What is required: Please copy exactly the lines that begin with the one containing "the window frame." and end with the last line of the entries.
★ ★ ★
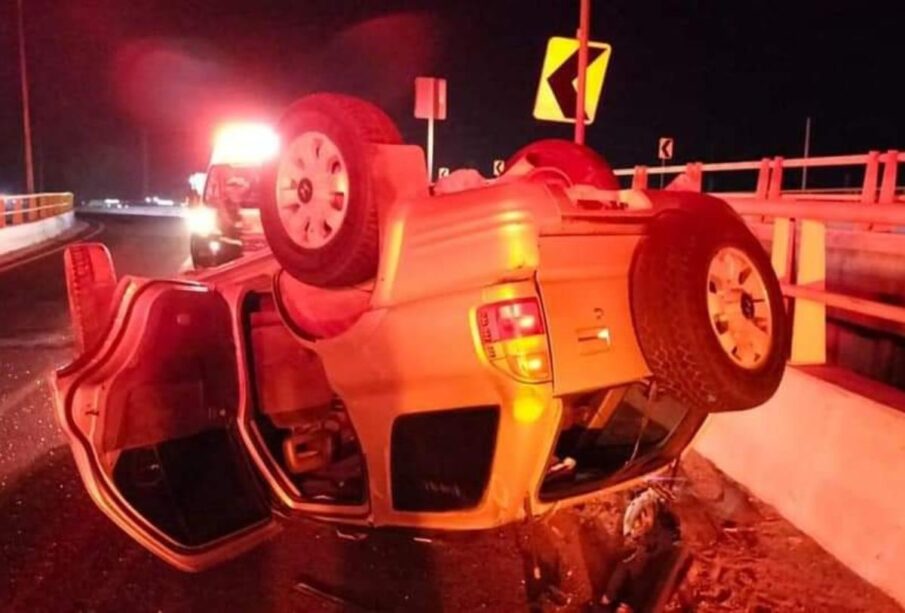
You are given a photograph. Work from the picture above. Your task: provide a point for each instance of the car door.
(150, 412)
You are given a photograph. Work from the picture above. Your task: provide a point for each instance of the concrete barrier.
(24, 235)
(144, 211)
(829, 460)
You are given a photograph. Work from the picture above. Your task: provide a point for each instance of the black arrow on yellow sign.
(562, 82)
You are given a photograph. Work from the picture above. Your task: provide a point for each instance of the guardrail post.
(890, 174)
(809, 316)
(639, 179)
(775, 188)
(17, 211)
(871, 171)
(763, 179)
(695, 172)
(782, 251)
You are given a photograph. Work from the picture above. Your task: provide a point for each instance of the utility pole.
(145, 165)
(26, 105)
(584, 21)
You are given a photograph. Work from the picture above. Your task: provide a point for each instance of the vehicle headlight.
(201, 221)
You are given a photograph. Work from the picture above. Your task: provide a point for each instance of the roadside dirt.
(58, 553)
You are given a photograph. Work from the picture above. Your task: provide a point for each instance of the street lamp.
(26, 110)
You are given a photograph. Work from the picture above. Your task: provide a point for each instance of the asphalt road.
(59, 553)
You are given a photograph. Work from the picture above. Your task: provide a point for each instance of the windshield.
(233, 186)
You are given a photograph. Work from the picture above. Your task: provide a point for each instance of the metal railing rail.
(879, 183)
(20, 209)
(799, 225)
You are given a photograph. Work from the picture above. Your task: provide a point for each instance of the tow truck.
(226, 222)
(446, 357)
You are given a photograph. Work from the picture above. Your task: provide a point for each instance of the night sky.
(729, 79)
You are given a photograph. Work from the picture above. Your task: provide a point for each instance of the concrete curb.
(15, 238)
(831, 462)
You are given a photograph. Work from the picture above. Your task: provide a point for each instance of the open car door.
(150, 412)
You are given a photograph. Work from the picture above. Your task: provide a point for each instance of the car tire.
(708, 312)
(576, 163)
(318, 208)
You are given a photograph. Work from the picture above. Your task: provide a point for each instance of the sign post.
(584, 20)
(664, 152)
(430, 104)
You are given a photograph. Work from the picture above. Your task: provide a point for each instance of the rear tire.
(708, 312)
(318, 209)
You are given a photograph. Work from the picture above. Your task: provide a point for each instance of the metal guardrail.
(876, 187)
(799, 227)
(20, 209)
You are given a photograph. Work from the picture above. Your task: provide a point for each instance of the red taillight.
(514, 338)
(504, 321)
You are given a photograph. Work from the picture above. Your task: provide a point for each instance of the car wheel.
(570, 162)
(318, 208)
(708, 312)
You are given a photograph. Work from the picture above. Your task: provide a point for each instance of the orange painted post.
(782, 252)
(890, 172)
(763, 179)
(871, 172)
(17, 211)
(809, 318)
(775, 188)
(639, 179)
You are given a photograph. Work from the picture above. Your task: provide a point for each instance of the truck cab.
(226, 222)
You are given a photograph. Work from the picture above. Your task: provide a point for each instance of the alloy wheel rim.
(738, 307)
(312, 190)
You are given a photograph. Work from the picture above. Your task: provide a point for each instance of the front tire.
(318, 209)
(708, 312)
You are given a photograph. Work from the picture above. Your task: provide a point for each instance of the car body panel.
(99, 431)
(413, 346)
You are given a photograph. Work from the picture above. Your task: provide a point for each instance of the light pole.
(26, 105)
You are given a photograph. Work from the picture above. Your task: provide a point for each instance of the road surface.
(58, 553)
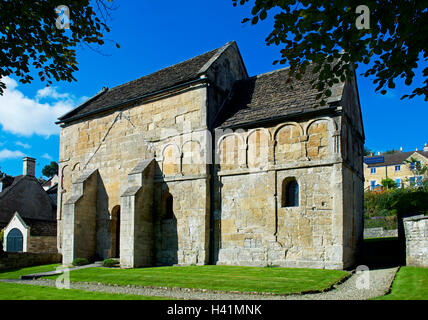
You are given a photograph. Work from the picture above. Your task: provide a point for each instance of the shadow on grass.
(379, 253)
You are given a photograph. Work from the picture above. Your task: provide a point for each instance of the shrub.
(110, 263)
(80, 262)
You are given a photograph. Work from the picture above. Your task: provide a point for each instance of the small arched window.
(169, 207)
(290, 193)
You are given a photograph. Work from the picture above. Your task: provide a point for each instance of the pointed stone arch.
(288, 142)
(193, 158)
(171, 159)
(258, 141)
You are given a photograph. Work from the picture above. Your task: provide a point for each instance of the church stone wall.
(116, 142)
(252, 225)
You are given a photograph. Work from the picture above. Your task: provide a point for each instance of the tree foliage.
(30, 38)
(50, 170)
(318, 31)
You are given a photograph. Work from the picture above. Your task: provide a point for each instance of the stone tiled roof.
(394, 158)
(269, 96)
(155, 82)
(41, 227)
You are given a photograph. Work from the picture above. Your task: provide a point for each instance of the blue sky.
(156, 34)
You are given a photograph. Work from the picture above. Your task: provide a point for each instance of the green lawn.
(411, 283)
(16, 273)
(227, 278)
(13, 291)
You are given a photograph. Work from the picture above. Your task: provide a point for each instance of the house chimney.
(29, 166)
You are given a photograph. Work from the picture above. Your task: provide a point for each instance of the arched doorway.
(115, 232)
(14, 241)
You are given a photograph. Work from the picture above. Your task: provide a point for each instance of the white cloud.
(8, 154)
(51, 92)
(25, 116)
(24, 145)
(46, 156)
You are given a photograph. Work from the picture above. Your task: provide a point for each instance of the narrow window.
(398, 183)
(290, 193)
(169, 207)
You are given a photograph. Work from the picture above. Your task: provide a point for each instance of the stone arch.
(192, 160)
(318, 132)
(230, 149)
(288, 144)
(171, 159)
(258, 148)
(330, 121)
(290, 123)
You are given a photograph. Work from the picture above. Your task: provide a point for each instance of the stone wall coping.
(416, 218)
(84, 176)
(131, 191)
(141, 166)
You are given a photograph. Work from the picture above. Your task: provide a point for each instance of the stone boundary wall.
(13, 260)
(379, 233)
(416, 231)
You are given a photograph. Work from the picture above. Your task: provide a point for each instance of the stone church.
(198, 163)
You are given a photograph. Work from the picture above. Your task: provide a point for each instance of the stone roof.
(164, 79)
(394, 158)
(269, 96)
(41, 227)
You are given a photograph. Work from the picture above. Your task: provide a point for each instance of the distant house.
(27, 212)
(50, 183)
(393, 166)
(29, 235)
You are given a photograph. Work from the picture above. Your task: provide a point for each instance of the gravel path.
(379, 282)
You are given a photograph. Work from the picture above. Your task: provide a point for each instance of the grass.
(13, 291)
(411, 283)
(17, 273)
(225, 278)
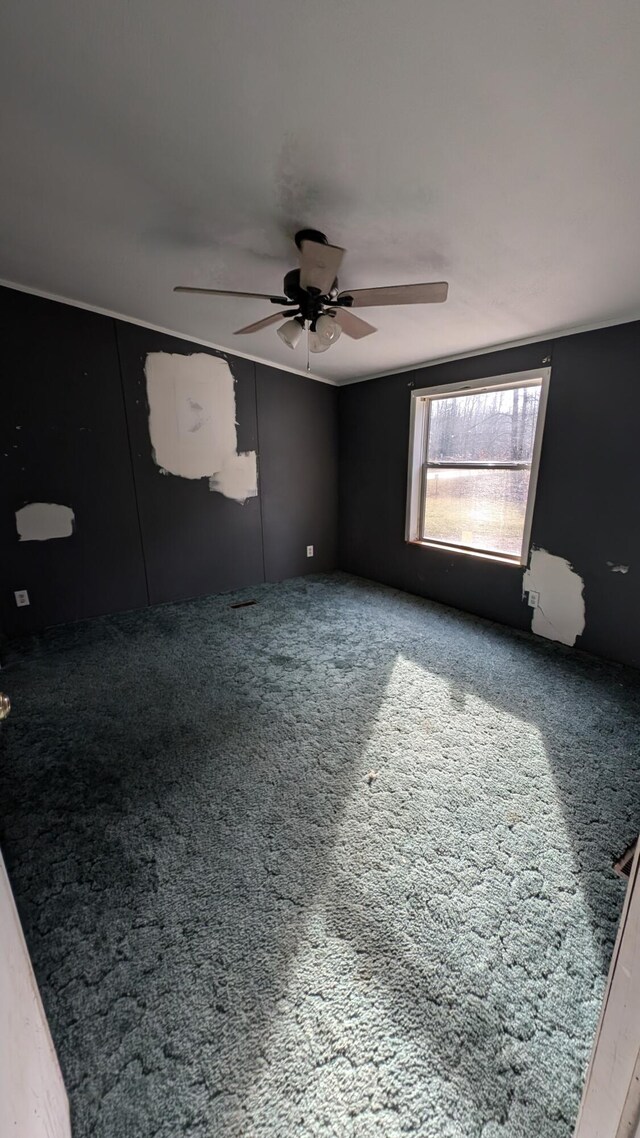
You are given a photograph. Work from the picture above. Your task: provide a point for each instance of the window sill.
(500, 558)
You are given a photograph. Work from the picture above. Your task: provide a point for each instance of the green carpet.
(336, 864)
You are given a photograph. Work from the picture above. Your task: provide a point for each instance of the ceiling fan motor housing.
(311, 302)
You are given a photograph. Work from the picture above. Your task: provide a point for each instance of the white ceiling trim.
(165, 331)
(554, 335)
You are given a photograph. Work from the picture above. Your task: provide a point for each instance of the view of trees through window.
(477, 469)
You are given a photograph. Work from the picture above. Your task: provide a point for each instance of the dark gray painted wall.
(195, 541)
(73, 382)
(300, 499)
(588, 491)
(63, 439)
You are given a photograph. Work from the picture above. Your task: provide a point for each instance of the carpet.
(334, 864)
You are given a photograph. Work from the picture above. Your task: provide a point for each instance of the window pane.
(491, 427)
(482, 509)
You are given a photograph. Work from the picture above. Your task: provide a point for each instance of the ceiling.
(493, 143)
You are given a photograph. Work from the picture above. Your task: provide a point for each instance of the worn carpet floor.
(338, 863)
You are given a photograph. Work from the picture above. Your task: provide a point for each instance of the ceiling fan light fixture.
(327, 329)
(290, 332)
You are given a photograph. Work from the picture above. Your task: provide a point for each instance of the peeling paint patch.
(559, 615)
(41, 521)
(193, 422)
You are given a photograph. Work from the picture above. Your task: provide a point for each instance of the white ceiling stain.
(492, 143)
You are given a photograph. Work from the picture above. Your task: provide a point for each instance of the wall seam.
(121, 371)
(259, 464)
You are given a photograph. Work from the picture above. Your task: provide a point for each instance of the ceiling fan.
(312, 297)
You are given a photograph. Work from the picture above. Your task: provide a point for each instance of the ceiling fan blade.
(319, 265)
(398, 294)
(261, 323)
(222, 291)
(352, 324)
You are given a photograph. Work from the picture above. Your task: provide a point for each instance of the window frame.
(421, 400)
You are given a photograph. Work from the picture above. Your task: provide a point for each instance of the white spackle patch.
(41, 521)
(193, 422)
(238, 477)
(560, 612)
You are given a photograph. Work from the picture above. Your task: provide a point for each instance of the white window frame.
(420, 404)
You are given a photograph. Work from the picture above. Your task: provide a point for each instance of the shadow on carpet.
(338, 863)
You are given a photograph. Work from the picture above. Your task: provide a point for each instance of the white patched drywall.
(560, 611)
(193, 422)
(40, 521)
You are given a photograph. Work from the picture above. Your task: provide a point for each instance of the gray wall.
(588, 492)
(74, 430)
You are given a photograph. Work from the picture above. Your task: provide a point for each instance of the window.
(474, 463)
★ ★ ★
Exercise result:
You are given a photograph. Work from the picture above. Your task: provide a point for each instance of the window frame.
(421, 400)
You are given a photograph. Work from the picture above. Your task: provide a point for each instance of the white spackle patch.
(41, 521)
(193, 422)
(238, 477)
(560, 612)
You are given a photograph. Work from the picture above. Your task: provide a point for each instance of the white window frame.
(420, 404)
You are given a photograph. Work from the picture above. Your task: provide a point for each instance of the shadow on carpet.
(338, 863)
You are given a photograph. Work from the picture above. Your task: provide a point for each instance of the white patched drywall.
(560, 611)
(193, 422)
(40, 521)
You are given a photograph. Work from the picture above. Your task: provide a point for each instance of the gray wall.
(588, 492)
(74, 430)
You are given a photograph. Work from the picture above. Your task: provide a point for each instance of the window.
(474, 463)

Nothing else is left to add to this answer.